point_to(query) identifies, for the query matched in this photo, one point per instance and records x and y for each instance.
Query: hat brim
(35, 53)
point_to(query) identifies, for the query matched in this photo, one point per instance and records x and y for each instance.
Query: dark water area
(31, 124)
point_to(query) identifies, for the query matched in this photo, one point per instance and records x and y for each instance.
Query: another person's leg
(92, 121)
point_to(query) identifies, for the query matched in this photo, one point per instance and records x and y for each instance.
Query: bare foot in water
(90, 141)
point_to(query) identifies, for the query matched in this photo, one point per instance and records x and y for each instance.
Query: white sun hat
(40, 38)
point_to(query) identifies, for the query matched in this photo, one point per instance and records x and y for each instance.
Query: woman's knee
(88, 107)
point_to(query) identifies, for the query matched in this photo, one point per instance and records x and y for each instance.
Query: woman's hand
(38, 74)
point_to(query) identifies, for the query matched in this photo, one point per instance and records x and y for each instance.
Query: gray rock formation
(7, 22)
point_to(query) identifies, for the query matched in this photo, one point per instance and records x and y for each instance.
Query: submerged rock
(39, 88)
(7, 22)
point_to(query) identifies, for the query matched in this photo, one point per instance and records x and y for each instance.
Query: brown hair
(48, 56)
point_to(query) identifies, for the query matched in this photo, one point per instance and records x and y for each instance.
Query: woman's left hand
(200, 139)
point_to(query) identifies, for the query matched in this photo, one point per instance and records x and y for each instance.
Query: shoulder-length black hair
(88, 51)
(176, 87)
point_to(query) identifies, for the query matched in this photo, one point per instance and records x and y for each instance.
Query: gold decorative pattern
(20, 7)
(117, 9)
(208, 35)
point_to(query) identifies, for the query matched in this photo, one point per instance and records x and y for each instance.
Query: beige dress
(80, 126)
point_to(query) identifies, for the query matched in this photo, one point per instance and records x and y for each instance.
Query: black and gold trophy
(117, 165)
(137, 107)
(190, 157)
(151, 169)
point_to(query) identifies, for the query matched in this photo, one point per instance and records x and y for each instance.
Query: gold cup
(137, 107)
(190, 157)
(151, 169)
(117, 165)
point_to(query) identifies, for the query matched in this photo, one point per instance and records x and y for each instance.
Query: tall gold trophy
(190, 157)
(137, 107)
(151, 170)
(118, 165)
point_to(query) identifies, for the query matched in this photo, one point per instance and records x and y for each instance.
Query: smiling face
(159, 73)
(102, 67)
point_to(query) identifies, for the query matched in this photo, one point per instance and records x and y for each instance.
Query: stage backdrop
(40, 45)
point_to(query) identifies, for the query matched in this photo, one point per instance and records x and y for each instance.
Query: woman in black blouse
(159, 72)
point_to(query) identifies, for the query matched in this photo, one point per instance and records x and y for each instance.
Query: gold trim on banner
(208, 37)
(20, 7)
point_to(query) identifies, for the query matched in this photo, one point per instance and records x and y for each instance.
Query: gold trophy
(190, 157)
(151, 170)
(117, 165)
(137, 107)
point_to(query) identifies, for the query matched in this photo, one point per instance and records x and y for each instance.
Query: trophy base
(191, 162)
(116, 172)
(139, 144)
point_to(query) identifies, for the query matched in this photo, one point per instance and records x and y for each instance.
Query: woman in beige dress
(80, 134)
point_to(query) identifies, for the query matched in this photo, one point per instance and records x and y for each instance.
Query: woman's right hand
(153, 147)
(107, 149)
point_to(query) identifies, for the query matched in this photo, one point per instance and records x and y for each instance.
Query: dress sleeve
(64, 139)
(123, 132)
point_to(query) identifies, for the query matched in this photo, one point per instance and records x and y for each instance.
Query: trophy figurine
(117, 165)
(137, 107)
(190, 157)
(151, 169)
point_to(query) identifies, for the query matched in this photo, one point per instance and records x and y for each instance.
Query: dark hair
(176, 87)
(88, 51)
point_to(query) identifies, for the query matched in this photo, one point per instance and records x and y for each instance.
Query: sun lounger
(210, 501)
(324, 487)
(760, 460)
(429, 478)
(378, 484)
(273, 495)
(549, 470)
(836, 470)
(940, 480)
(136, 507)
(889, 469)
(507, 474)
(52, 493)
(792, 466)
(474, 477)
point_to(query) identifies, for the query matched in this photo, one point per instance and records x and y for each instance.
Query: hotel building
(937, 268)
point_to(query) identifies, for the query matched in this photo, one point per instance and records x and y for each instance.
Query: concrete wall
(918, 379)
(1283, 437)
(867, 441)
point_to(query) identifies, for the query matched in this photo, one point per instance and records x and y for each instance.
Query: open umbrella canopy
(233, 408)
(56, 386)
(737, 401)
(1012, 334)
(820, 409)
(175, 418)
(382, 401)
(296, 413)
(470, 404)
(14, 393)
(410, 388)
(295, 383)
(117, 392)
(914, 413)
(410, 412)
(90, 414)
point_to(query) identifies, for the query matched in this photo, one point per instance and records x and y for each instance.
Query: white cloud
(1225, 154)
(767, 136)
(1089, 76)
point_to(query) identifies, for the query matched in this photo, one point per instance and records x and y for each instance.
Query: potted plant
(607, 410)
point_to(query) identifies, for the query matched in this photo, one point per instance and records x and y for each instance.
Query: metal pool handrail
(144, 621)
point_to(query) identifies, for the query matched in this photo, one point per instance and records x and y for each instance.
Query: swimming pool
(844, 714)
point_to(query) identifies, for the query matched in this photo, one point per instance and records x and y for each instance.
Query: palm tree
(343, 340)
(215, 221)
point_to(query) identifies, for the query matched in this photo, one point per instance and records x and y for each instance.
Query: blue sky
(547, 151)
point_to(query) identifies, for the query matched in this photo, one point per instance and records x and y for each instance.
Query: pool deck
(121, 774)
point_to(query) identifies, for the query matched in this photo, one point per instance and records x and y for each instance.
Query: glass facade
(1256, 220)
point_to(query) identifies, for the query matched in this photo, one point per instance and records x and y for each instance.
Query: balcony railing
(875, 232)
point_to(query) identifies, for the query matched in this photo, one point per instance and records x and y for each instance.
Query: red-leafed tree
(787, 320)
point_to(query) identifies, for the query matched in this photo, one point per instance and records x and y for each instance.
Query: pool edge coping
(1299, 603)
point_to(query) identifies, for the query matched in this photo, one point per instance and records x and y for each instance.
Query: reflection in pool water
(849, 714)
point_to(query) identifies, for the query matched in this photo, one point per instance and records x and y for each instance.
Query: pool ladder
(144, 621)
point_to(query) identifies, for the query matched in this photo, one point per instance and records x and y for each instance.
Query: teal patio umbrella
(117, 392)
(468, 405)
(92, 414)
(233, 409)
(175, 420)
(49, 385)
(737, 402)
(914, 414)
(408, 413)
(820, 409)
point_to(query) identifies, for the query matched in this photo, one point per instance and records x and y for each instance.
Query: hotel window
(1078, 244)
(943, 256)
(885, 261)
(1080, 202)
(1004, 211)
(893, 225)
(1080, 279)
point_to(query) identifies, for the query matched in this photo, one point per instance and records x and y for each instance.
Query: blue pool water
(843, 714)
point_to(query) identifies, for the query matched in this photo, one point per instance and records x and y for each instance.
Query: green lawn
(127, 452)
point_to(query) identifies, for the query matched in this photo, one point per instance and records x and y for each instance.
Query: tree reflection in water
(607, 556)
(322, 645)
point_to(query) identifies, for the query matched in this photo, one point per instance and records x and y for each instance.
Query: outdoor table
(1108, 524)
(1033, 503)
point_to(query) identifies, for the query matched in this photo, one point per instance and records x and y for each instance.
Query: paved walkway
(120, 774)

━━━━━━━━━━━━━━━━━━━━━━━━━━━━━━

• **Exercise directions**
Output each record exactly, leaving nothing out.

• **Written response**
point_to(query) identifies, for the query matched in this photo, one point per instance and records x and y for each instance.
Query: hat brim
(35, 53)
point_to(query) identifies, for the query matched in this photo, one point per instance and records x and y for each instance.
Query: dark water area
(31, 124)
point_to(query) identifies, for the query matched in this photo, one point per instance and records x and y for each instance.
Query: another person's leg
(92, 121)
point_to(query) identifies, for the query matched in this photo, one point per instance and records x and y for each instance.
Query: bare foot in water
(90, 141)
point_to(query) identifies, for the query matched in this photo, one point per instance and records x and y for each instance.
Query: white sun hat
(40, 38)
point_to(query) identifies, for the query matched in this photo, one point per instance and records x and y for each instance.
Query: woman's knee
(88, 107)
point_to(query) identifies, for the query matched in this photo, one point per instance and records x and y for each instance.
Query: woman's hand
(38, 74)
point_to(query) identifies, for the query matched in this photo, one point per instance and records x and y for each instance.
Query: gray rock formation
(7, 22)
point_to(query) identifies, for the query matched in this photo, one point per instance and records x and y for each instance.
Query: submerged rock
(39, 88)
(7, 22)
point_to(query) identifies, for the query matched in this photo, one point per instance and records x and y for each instance.
Query: brown hair
(48, 56)
point_to(query) identifies, for the query matched in this photo, one point per instance and records x and y for each instance.
Query: woman's left hand
(200, 139)
point_to(query) identifies, for the query matched in this photo, one point per instance and records x and y for each instance.
Query: shoulder-length black hair
(88, 51)
(176, 87)
point_to(query) identifies, for the query matched in this photo, one point per instance and records x and y for each instance.
Query: gold decorative pattern
(20, 7)
(117, 9)
(208, 35)
point_to(query) identifies, for the query matched in this photo, one point per instance and records x and y for each instance.
Query: beige dress
(80, 126)
point_to(query) identifies, for the query matched in this photo, one point per instance and records x and y for each instance.
Query: black and gold trophy
(117, 165)
(137, 107)
(190, 157)
(151, 169)
point_to(query) identifies, for the query matched in this photo, one point per instance and records x and y for each instance.
Query: gold cup
(137, 107)
(190, 157)
(151, 169)
(117, 165)
point_to(query) identifies, for the query matched in this photo, one point per instance and records x and y for each instance.
Query: tall gold trophy
(190, 157)
(137, 107)
(151, 170)
(118, 165)
point_to(query) identifies, for the query matched in this photo, one point per instance and records x and y for each instance.
Query: smiling face
(159, 73)
(102, 67)
point_to(query) identifies, for the query matched in this photo, one point per instance and records x and y for each instance.
Query: stage backdrop
(40, 45)
point_to(query) identifies, for the query matched in this photo, one point per instance and records x and y for each instance.
Query: woman in black blouse
(159, 72)
point_to(query) identifies, for the query matched in this photo, one point per instance and records x and y for each instance.
Query: gold trim on banner
(208, 37)
(20, 7)
point_to(query) identifies, for the query matched in this photo, one point per instance and records x and y for each instance.
Query: gold trophy
(190, 157)
(151, 170)
(117, 165)
(137, 107)
point_to(query) identifies, for the query matched in this photo, one point per instance and records x and y for each instance.
Query: trophy base
(191, 162)
(116, 172)
(139, 144)
point_to(query) identifies, for the query matched in this photo, one point per instance and records x and y for each instance.
Query: woman in beige dress
(80, 134)
point_to(query) identifies, for the query matched in this photo, one point per instance and records x and y for each instance.
Query: woman's right hand
(153, 147)
(107, 149)
point_to(query) identifies, for the query matched in this photo, one point per instance and records x and y for each instance.
Query: dress sleeve
(64, 139)
(123, 132)
point_to(query) identifies, for the query matched in this photo, one point per instance and records x and y for each instance.
Query: trophy figurine
(117, 165)
(137, 107)
(190, 157)
(151, 169)
point_to(query) identifies, for the query matched in this photo, one point per instance and records x and y for each instance.
Query: dark hair
(176, 87)
(88, 51)
point_to(query) identifies, for the query matched in this photo, one point per instance and records x and y for each instance.
Query: sun lounger
(210, 501)
(324, 487)
(760, 460)
(429, 478)
(378, 484)
(273, 495)
(549, 470)
(836, 470)
(940, 480)
(136, 507)
(889, 469)
(507, 474)
(52, 493)
(792, 466)
(474, 477)
point_to(query) identifies, for the query matched in this photo, one point per instance and records x and y for each instance.
Query: hotel building
(937, 268)
point_to(query) identifies, for the query matched in this photo, one point per instance and records x and y for each instance.
Query: concrete wall
(918, 379)
(1283, 437)
(867, 441)
point_to(query) identifies, for the query matched in this photo, one point per instance and records x and y for each instance.
Query: open umbrella canopy
(233, 408)
(56, 386)
(737, 401)
(1012, 334)
(820, 409)
(175, 418)
(382, 401)
(296, 413)
(470, 404)
(14, 393)
(410, 388)
(295, 383)
(117, 392)
(914, 413)
(410, 412)
(90, 414)
point_to(query) identifies, for the query matched in this photo, one point per instance and records x and y for each instance.
Query: white cloud
(1225, 154)
(767, 136)
(1089, 76)
point_to(query) identifies, for the query matched in this photo, one point per instance and records x and y for each instance.
Query: potted plant
(607, 410)
point_to(query) identifies, for the query matched in this photo, one point per instance and records x and y for each instance.
Query: metal pool handrail
(144, 621)
point_to(query) identifies, for the query matched in this photo, one point per instance and records x and y for each instance.
Query: swimming pool
(844, 714)
point_to(query) identifies, for the query matched in this photo, one point per instance and records x and y for each instance.
Query: palm tree
(343, 340)
(215, 221)
point_to(query) identifies, for the query matched in this photo, one point per instance and records x and y for each instance.
Query: blue sky
(547, 151)
point_to(query) identifies, for the query matched in this photo, one point per instance and records x and y for each instance.
Query: pool deck
(121, 774)
point_to(query) identifies, for the query matched in this photo, one point per instance and records x and y for each instance.
Query: glass facade
(1256, 220)
point_to(query) identifies, for the query matched in this photo, one point per instance and records x and y for each instance.
Query: balcony railing
(875, 232)
point_to(query) identifies, for the query matched in this photo, one point per instance and records x and y for each instance.
Query: red-leafed tree
(787, 320)
point_to(query) identifies, for the query matched in this photo, one point per instance and records x and y for each instance.
Query: pool edge coping
(1299, 603)
point_to(query) identifies, for the query matched in this photo, one point per instance and records x and y for each instance.
Query: reflection in pool water
(849, 714)
point_to(query) identifies, for the query matched in this photo, one point per instance and records x and y for each instance.
Query: pool ladder
(144, 621)
point_to(query) identifies, for the query matched in this photo, one point per instance and records x and y for each instance.
Query: teal patio umbrella
(117, 392)
(468, 405)
(92, 414)
(233, 409)
(175, 420)
(49, 385)
(737, 402)
(914, 414)
(408, 413)
(820, 409)
point_to(query) identifies, for the query matched in this photo, one point per instance and records x and y for each instance.
Query: hotel window
(1078, 244)
(943, 256)
(885, 261)
(1080, 202)
(1004, 211)
(893, 225)
(1080, 279)
point_to(query) identifies, for the query matched in this photo, one point per instance and records x and y for each instance.
Query: blue pool water
(843, 714)
point_to(query) identifies, for the query matched in this photo, one point per instance and records x and y for each instance.
Query: green lawn
(127, 452)
point_to(query) identifies, for the query matched in this photo, one point per instance and records x and y for each instance.
Query: tree reflection in water
(607, 556)
(322, 645)
point_to(query) identifies, for the query matched in this photo, one point per instance and records x and y for each instance.
Query: outdoor table
(1108, 524)
(1033, 503)
point_to(query) identifies, for the query matched in this photo, one point per instance and records x and y for each instance.
Query: paved walkway
(120, 774)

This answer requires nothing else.